SUPPLIED PASSAGE —

-- Opening Marker --

By @sweca - 7 months
Despite it being creepy, this is super cool from a technical standpoint.
By @peddling-brink - 7 months
So Open AI has the capability to deep fake any of its users that use the voice chat capability? Yikes.
By @iJohnDoe - 7 months
This isn’t an example of general intelligence. However, it’s an example of the complexity of these systems. As they get more complex (and advanced) it’s going to be pretty scary (and creepy) what can happen. I’ll predict there will be moments when we’re truly convinced some independent autonomy has taken over.
By @superultra - 7 months
Early on in the voice public release, I asked my 15 year old to give it a shot. They (they’re NB) had a long meandering conversation about their favorite book series, the Percy Jackson series.

At about 15 mins into the conversation between my kiddo and ChatGPT, the model started to take on the vocal mannerisms of my kiddo. It started using more “umms” and “you knows.”

At first this felt creepy but as I explained it to my kid, it’s because their own text has become weighted enough in the token count for the LLM to start incorporating or/and somewhere in the embedded prompts is “empathize with the user and emphasize clarity” and that prompting meant mirroring back speech styles.

This is exactly the same as that only with audio.

By @system2 - 7 months
Other than being randomly happening, it is not a threat. ElevenLabs does it in a few seconds already. If you are using mic while using Ai, expect companies like OpenAi to steal every bit of your soul. Nothing new here.
By @AISnakeOil - 7 months
So basically the model took user data and used it as training data in realtime? Big if true.
By @bjt12345 - 7 months
Interesting that they seem to think it was caused by glitch tokens through the Audio.
By @woodpanel - 7 months
It’s worthwhile to note that any hiccup resembling even something remotely close would have been a GDPR clusterf-ck – for normal web apps.

Software is audible, AI models it seems aren't even attempted of being held accountable

By @xyst - 7 months
Now all we need to get is a 3D printer that can print a mask of anybody’s face and now we can have MI style operations

https://youtu.be/v1Y4CubBi60 (5:30)

Imagine a world where world dictators are replaced rather than killed. Rollback dictatorship over years, install democratic process, then magically commit seppuku in a plane crash.

Brilliant. What could go wrong? /s

By @surfingdino - 7 months
Someone needs to tell OpenAI marketing that the mood is changing and creepy features like this one may be used against AI.

-- Closing Marker --

Rows drawn from a dataset:

-- Opening Marker --

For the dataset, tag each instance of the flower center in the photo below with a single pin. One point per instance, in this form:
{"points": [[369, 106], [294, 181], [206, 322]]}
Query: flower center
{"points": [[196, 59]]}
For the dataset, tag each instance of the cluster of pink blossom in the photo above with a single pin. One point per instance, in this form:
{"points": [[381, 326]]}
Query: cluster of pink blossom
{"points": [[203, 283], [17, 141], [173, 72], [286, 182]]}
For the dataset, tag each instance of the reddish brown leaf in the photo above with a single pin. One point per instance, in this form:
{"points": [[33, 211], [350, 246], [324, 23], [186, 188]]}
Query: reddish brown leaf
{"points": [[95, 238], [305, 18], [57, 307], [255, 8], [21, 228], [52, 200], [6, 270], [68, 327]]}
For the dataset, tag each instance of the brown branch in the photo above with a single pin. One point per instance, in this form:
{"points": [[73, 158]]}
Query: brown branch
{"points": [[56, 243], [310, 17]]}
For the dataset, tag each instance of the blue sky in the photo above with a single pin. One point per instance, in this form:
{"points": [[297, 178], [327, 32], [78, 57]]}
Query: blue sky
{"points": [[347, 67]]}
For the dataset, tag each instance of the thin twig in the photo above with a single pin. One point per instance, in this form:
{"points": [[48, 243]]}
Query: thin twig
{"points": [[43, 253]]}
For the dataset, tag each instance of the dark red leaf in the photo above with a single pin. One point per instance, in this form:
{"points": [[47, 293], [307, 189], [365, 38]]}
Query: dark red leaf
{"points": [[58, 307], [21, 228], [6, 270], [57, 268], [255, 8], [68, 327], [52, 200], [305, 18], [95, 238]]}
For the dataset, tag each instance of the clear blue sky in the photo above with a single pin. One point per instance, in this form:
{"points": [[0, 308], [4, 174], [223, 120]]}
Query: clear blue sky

-- Closing Marker --

QUESTIONS TO ANSWER —
A. Answer these from the forum thread:
(i) Which book series did @superultra's 15-year-old talk about with the model?
(ii) According to @system2, which company already does this in a few seconds?
(iii) What does @bjt12345 say "they" seem to think caused the behavior?
B. Copy the part of the forum thread starting at "At about 15" and ending at "Big if true.".

OUTPUTS BY TASK —
A.
(i) The Percy Jackson series.
(ii) ElevenLabs.
(iii) Glitch tokens through the audio.

B.
At about 15 mins into the conversation between my kiddo and ChatGPT, the model started to take on the vocal mannerisms of my kiddo. It started using more “umms” and “you knows.”

At first this felt creepy but as I explained it to my kid, it’s because their own text has become weighted enough in the token count for the LLM to start incorporating or/and somewhere in the embedded prompts is “empathize with the user and emphasize clarity” and that prompting meant mirroring back speech styles.

This is exactly the same as that only with audio.

By @system2 - 7 months
Other than being randomly happening, it is not a threat. ElevenLabs does it in a few seconds already. If you are using mic while using Ai, expect companies like OpenAi to steal every bit of your soul. Nothing new here.
By @AISnakeOil - 7 months
So basically the model took user data and used it as training data in realtime? Big if true.